• _Selected excerpt_
2005 Clos des Papes white – stony, bright, very fresh, with lots of mineral. Seems clean cut, but it’s really deep and long on the finish. 94 points (consistent with my official review).

2004 Clos des Papes white – Slightly plumper than the ’05, with a hint of anise, but still very floral and minerally on the finish. Lovely mouthfeel. Showing a little better than when I tasted it officially. 91 points.

2003 Clos des Papes white – really ripe, shows the heat of the vintage (but not acidified, stresses Vincent Avril), with citrus and peach flavors followed by melon and pineapple preserve. Long, creamy finish. 93 points.

2001 Clos des Papes white – Gorgeous acacia, lime and star fruit aromas and flavors. Very open and expressive. Long, creamy finish has a great stony persistence. A real eye-opener. 94 points.

2000 Clos des Papes white – fat and forward, with lime and melon, hint of nectarine, cherry pit. Soft, but pretty finish. 91 points.

1998 Clos des Papes white – mature, with notes of kiwi, lychee, lime and honey. Creamy and long – very Meursault-like, with acacia flower and stony notes adding definition to the finish.

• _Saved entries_
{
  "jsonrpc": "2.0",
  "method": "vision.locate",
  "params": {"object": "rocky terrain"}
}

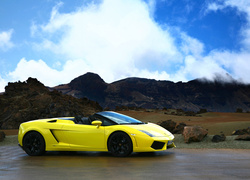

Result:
[54,73,250,112]
[0,78,102,129]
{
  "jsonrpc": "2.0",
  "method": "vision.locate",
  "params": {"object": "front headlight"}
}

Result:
[168,140,174,145]
[138,130,155,137]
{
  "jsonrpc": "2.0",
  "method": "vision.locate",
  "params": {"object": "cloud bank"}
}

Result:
[0,0,250,90]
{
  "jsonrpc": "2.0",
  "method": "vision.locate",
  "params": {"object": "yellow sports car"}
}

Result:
[18,111,175,157]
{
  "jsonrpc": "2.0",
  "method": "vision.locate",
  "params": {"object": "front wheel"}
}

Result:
[108,132,133,157]
[23,131,45,156]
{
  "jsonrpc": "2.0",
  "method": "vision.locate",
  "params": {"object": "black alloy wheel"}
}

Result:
[23,131,45,156]
[108,132,133,157]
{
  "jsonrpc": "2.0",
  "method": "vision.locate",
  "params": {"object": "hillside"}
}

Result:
[0,78,102,129]
[54,73,250,112]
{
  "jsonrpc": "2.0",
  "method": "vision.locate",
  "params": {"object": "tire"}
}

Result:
[108,132,133,157]
[23,131,45,156]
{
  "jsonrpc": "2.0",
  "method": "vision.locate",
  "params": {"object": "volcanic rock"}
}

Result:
[54,73,250,112]
[235,134,250,141]
[212,134,226,143]
[173,123,187,134]
[183,126,208,143]
[0,78,102,129]
[232,127,250,135]
[157,119,176,133]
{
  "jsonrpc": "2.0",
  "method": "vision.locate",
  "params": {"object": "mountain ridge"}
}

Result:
[53,73,250,112]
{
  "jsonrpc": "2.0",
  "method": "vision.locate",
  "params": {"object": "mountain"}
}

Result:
[54,73,250,112]
[0,78,102,129]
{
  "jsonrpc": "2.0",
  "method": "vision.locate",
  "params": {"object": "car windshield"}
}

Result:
[97,111,144,124]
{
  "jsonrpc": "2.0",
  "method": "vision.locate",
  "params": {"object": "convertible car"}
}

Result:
[18,111,175,157]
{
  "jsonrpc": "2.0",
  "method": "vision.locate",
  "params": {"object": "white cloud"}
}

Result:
[0,29,14,51]
[31,0,182,82]
[9,58,92,86]
[0,0,250,91]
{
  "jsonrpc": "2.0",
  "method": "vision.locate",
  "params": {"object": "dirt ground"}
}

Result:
[0,146,250,180]
[119,111,250,136]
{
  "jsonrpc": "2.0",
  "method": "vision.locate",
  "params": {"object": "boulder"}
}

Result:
[235,134,250,141]
[182,126,208,143]
[0,131,5,142]
[232,127,250,135]
[173,123,187,134]
[212,134,226,142]
[157,119,176,133]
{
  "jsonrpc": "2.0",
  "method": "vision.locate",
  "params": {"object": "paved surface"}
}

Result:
[0,146,250,180]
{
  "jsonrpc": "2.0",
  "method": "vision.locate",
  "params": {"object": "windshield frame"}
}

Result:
[96,111,145,125]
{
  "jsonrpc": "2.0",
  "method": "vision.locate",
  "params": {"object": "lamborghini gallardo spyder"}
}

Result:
[18,111,175,157]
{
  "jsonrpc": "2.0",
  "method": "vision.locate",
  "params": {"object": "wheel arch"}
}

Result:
[22,129,46,149]
[106,130,134,151]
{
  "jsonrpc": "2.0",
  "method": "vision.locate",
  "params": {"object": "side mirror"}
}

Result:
[91,120,102,128]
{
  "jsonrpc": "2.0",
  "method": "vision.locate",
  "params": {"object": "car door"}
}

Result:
[62,124,105,151]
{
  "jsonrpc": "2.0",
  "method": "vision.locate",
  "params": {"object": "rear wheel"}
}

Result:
[23,131,45,156]
[108,132,133,157]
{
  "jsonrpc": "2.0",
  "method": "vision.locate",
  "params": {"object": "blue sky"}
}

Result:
[0,0,250,92]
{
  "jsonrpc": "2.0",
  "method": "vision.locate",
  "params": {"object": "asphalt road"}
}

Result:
[0,146,250,180]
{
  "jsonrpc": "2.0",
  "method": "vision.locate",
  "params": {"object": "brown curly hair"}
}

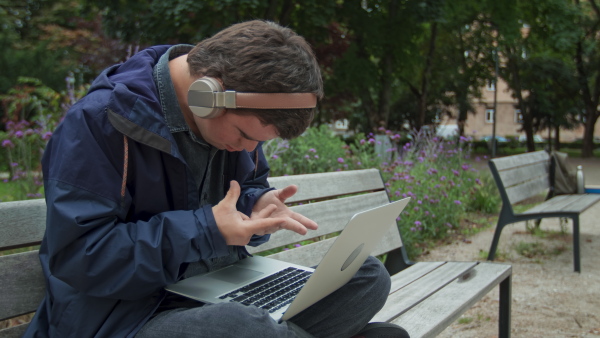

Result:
[187,20,323,139]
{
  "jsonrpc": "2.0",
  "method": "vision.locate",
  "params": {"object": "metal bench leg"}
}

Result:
[488,221,505,261]
[573,216,581,272]
[498,275,512,338]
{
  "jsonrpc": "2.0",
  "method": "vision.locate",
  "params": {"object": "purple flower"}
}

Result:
[2,140,15,148]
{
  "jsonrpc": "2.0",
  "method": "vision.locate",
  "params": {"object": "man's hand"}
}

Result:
[252,185,318,235]
[212,181,316,245]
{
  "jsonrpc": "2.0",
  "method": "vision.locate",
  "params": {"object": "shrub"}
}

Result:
[265,126,500,256]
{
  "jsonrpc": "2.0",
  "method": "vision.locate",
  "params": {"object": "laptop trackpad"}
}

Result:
[206,265,263,284]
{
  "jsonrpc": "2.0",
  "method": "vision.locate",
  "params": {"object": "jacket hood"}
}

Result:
[90,45,175,153]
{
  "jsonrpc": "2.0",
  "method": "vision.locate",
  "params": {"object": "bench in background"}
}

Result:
[488,150,600,272]
[0,169,512,338]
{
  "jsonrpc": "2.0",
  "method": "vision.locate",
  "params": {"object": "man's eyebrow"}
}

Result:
[237,127,262,142]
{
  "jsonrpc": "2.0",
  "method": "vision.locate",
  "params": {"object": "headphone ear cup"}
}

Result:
[188,77,225,119]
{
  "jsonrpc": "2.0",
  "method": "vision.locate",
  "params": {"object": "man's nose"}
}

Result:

• _Problems and tasks_
**a.** Please write out the part of the Clos des Papes tasting notes starting with "2003 Clos des" and going on through "to the finish.".
**b.** Decide whether each statement below agrees with the Clos des Papes tasting notes, answering yes or no and quoting the deciding words.
(i) The 2004 showed worse than at the official tasting.
(ii) The 2001 earned 94 points.
(iii) The 2003 was acidified.
**c.** Extend the Clos des Papes tasting notes onward from their final sentence.

• _Set of answers_
**a.**
2003 Clos des Papes white – really ripe, shows the heat of the vintage (but not acidified, stresses Vincent Avril), with citrus and peach flavors followed by melon and pineapple preserve. Long, creamy finish. 93 points.

2001 Clos des Papes white – Gorgeous acacia, lime and star fruit aromas and flavors. Very open and expressive. Long, creamy finish has a great stony persistence. A real eye-opener. 94 points.

2000 Clos des Papes white – fat and forward, with lime and melon, hint of nectarine, cherry pit. Soft, but pretty finish. 91 points.

1998 Clos des Papes white – mature, with notes of kiwi, lychee, lime and honey. Creamy and long – very Meursault-like, with acacia flower and stony notes adding definition to the finish.

**b.**
(i) No: "Showing a little better than when I tasted it officially."
(ii) Yes: "A real eye-opener. 94 points."
(iii) No: "but not acidified, stresses Vincent Avril"

**c.**
1996 Clos des Papes white – Starting to smell like a mature Riesling, with dried pineapple, acacia, petrol, lemon zest and mineral notes all buried in a fat, creamy texture. Long finish. 92 points.

1993 Clos des Papes white – This keeps the freshness with its minerality, but starts to show more persimmon, chamomile, lemon verbena and sweetened butter notes. Plenty vibrant on the finish. 93 points.

1990 Clos des Papes white – this cuvée was the only one that ever saw any wood, as Vincent Avril made one barrel to see its effect, but never released it commercially. Lots of petrol, butter, melon, pineapple and kiwi, with a buttery feel to the finish. Shows good acidity and range, but is very old Riesling-like. 89 points. I much prefer the non-oaked version.

1990 Clos des Papes white – this is the normal vinification version, which was commercially released. Much fresher and livelier, with acacia, orange blossom, quince, cherry pit, lemon verbena and mineral notes. Long finish just caresses the palate effortlessly, and sails on with fruit and mineral notes. 95 points.

1986 Clos des Papes white – Lots of persimmon, honey, quince, bergamot and fig aromas and flavors, with green apple and pineapple chutney notes chiming in too. Great, stony, long finish. Still holding on great. Wow. 95 points.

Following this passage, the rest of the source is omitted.